◆ ACTION ITEM
Print the data exactly as written, line for line, and leave its pictures behind.

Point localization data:
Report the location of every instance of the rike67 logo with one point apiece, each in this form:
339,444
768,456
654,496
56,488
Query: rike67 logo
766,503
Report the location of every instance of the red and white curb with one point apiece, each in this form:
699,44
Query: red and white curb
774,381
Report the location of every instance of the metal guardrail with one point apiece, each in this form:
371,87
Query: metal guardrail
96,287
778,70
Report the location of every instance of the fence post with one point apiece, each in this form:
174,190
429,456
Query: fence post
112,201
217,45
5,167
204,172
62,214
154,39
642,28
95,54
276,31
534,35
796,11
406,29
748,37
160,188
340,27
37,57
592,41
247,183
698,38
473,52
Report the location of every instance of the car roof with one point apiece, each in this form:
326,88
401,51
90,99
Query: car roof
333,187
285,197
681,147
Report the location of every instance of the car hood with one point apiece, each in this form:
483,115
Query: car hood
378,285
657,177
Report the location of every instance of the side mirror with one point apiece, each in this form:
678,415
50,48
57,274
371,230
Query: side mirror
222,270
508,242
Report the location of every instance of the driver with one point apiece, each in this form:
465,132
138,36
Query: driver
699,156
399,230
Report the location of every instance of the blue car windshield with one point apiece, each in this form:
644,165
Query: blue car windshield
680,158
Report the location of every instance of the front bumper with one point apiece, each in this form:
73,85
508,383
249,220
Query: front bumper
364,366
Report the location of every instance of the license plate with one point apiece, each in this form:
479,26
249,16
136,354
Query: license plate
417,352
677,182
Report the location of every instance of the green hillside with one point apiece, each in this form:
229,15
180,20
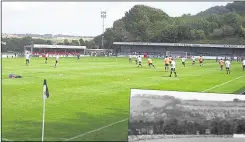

◆ TASK SOLUTION
Report the location of every instance of the rike67 logo with one point apiece, each in this form:
339,444
768,456
654,496
56,488
Query: rike67 logo
766,503
Report the location of every instance of the red and white curb with one point apiece, each in this form:
699,44
Query: red and white curb
774,381
Report the location of every instance of the metal guardrail with one point apiece, each in this form:
371,87
Query: metal guardrail
96,287
778,70
Report the location of every instance of the fence post with one point apiece, each in this form:
174,190
429,456
Query: fence post
112,201
217,45
5,167
204,172
62,214
154,39
642,28
95,54
276,31
534,35
796,11
406,29
748,37
160,188
340,27
37,57
592,41
247,183
698,38
473,52
Report the location of every instance of the car roof with one point apiece, each in this form:
326,88
401,51
90,99
Query: car roof
333,187
285,197
681,147
Report the location of every instance of the car hood with one point apiece, each in this form:
483,115
Query: car hood
378,285
657,177
Report the location of every instance of the side mirror with one point apiece, each in this form:
678,415
50,48
57,274
371,230
Query: side mirror
222,270
508,242
Report the location of every instance of the driver with one point apiece, each in this form:
465,132
138,36
Query: driver
699,156
399,230
Report the location of every instance of the blue car windshield with one point apiece, each in this form:
644,165
Query: blue car windshield
680,158
Report the location of every instance of the front bumper with one point apiece, each in this form:
73,85
508,383
249,220
Query: front bumper
364,366
Report the location of every instance of the license plate with one point apiece, each in this form:
479,26
249,16
136,354
Query: license plate
417,352
677,182
Report the location of every instance of the green hillside with one point apiece, each in this form:
229,15
180,20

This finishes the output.